Write what follows in the Trie-and-backtracking word search solution, picking up right after its final line of code.

Extract to read:
- - - - - - -

Approach: Trie + Backtracking

Insert all words into a Trie. For each cell on the board, trigger a backtracking DFS if the character exists in the root Trie node's children. During DFS, mark the cell as visited (e.g., with #), traverse the Trie, and if an end of word is reached, add it to the result. Remove word from Trie to avoid duplicates.

class TrieNode:
    def __init__(self):
        self.children = {}
        self.is_end = False

class Solution:
    def findWords(self, board: List[List[str]], words: List[str]) -> List[str]:
        root = TrieNode()
        for w in words:
            node = root
            for c in w:
                if c not in node.children:
                    node.children[c] = TrieNode()
                node = node.children[c]
            node.is_end = True

        res = set()
        rows, cols = len(board), len(board[0])

- - - - - - -

Provided data:
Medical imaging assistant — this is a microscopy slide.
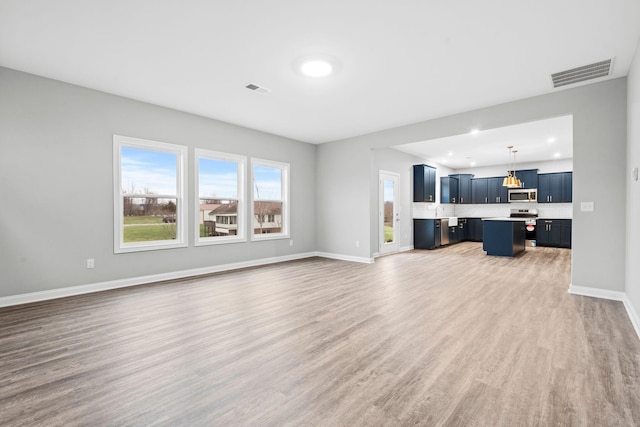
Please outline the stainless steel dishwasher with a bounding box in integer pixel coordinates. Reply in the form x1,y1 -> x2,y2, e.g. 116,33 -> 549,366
440,218 -> 449,246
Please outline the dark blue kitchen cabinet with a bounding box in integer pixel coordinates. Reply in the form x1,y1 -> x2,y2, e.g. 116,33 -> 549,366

- - - - - - -

Answer:
        def dfs(r, c, node, word):
            if (r < 0 or c < 0 or r >= rows or c >= cols or 
                board[r][c] not in node.children):
                return

            char = board[r][c]
            board[r][c] = '#'
            node = node.children[char]
            if node.is_end:
                res.add(word + char)

            dfs(r+1, c, node, word + char)
            dfs(r-1, c, node, word + char)
            dfs(r, c+1, node, word + char)
            dfs(r, c-1, node, word + char)

            board[r][c] = char

        for r in range(rows):
            for c in range(cols):
                dfs(r, c, root, "")

        return list(res)